Gather every line of the records below that contains the string "shirt", copying each one in full. Match case exactly.

[Records from a dataset]

···

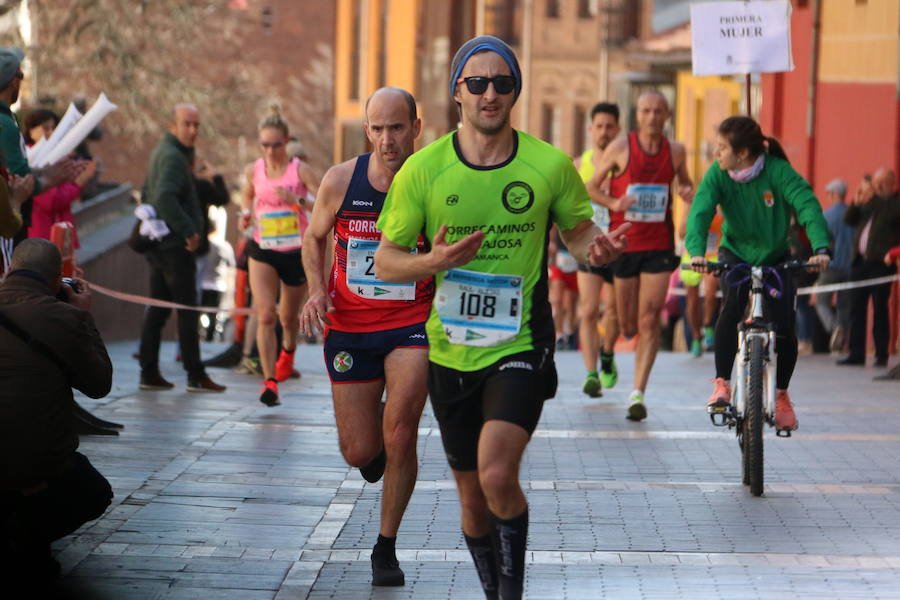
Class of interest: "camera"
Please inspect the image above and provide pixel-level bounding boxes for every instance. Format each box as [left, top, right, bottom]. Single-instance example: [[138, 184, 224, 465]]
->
[[56, 277, 81, 302]]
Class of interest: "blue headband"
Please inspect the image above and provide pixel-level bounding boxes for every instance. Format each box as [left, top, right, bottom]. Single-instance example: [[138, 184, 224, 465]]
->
[[450, 35, 522, 101]]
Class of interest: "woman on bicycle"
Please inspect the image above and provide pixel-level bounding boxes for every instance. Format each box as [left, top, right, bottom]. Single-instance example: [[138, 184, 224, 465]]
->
[[238, 106, 319, 406], [685, 117, 831, 431]]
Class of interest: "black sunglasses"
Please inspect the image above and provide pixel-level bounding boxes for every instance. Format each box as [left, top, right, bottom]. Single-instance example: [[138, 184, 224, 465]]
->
[[463, 75, 516, 95]]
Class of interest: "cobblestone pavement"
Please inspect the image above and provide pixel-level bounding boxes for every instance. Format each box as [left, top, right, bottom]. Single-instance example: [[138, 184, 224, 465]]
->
[[47, 342, 900, 600]]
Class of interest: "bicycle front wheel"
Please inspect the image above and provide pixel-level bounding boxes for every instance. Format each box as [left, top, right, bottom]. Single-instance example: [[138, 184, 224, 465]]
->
[[741, 337, 765, 496]]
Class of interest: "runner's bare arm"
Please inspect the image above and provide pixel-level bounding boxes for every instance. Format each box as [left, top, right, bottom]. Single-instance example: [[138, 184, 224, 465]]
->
[[560, 219, 631, 266], [297, 160, 319, 210], [238, 163, 255, 231], [300, 158, 356, 335], [672, 142, 694, 204], [375, 225, 484, 283], [585, 138, 634, 211]]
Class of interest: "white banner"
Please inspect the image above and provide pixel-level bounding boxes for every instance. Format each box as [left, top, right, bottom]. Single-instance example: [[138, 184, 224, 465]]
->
[[691, 0, 794, 76]]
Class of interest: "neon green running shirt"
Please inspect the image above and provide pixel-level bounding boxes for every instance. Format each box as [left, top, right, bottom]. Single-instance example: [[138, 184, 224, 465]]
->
[[377, 131, 593, 371]]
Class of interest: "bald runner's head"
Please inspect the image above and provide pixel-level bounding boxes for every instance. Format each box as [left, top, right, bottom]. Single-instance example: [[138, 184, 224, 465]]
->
[[169, 103, 200, 148], [364, 87, 422, 173], [636, 90, 669, 137], [10, 238, 62, 292]]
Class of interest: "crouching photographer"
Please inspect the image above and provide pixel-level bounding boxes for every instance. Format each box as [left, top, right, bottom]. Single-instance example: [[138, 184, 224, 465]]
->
[[0, 238, 113, 581]]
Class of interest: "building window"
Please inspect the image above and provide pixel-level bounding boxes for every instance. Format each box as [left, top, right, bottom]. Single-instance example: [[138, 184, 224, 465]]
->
[[572, 106, 588, 155], [578, 0, 597, 19], [541, 104, 560, 147], [546, 0, 559, 19], [348, 0, 363, 100]]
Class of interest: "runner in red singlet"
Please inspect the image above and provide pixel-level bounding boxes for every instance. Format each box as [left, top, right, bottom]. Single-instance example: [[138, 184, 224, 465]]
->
[[301, 87, 434, 586], [238, 107, 319, 406], [588, 91, 694, 421]]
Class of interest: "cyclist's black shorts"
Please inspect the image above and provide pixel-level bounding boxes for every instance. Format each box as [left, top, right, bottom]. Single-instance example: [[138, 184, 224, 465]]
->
[[247, 240, 306, 286], [428, 350, 557, 471], [578, 263, 612, 283], [610, 250, 678, 279]]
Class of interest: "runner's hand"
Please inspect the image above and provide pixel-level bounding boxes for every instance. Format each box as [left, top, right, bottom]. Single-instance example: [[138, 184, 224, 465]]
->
[[588, 223, 631, 266], [428, 225, 484, 273], [300, 292, 334, 336], [691, 256, 709, 273], [609, 196, 637, 212], [184, 233, 200, 252], [806, 254, 831, 273]]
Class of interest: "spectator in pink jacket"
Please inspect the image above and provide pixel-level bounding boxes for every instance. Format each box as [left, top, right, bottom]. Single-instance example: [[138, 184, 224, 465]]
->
[[23, 108, 97, 248]]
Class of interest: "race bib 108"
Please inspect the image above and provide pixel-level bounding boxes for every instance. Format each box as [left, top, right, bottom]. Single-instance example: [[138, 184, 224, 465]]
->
[[435, 269, 522, 346]]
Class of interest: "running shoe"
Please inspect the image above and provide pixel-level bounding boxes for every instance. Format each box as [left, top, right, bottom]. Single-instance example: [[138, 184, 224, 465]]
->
[[691, 340, 703, 358], [372, 548, 406, 587], [259, 379, 281, 406], [626, 390, 647, 421], [581, 371, 603, 398], [234, 356, 262, 376], [703, 327, 716, 352], [706, 377, 731, 412], [359, 448, 386, 486], [275, 348, 296, 382], [775, 390, 799, 431], [600, 352, 619, 389]]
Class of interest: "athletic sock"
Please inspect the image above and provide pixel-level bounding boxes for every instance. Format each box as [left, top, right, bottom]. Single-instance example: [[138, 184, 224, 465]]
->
[[600, 350, 616, 373], [372, 533, 397, 554], [491, 507, 528, 600], [463, 532, 499, 599]]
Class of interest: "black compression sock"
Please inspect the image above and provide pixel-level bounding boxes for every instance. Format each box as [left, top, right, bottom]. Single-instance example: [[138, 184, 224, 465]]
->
[[600, 350, 616, 373], [372, 533, 397, 554], [463, 532, 499, 600], [491, 507, 528, 600]]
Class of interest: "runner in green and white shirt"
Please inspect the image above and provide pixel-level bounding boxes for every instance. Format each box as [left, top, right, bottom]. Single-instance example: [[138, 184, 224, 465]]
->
[[375, 36, 628, 598]]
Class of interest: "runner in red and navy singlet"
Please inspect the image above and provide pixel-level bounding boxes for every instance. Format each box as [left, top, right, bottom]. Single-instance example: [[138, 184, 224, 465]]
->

···

→ **SOLUTION FOR THIS TASK**
Class of interest: "neon green running shirt"
Class of interest: "runner in green and white shirt"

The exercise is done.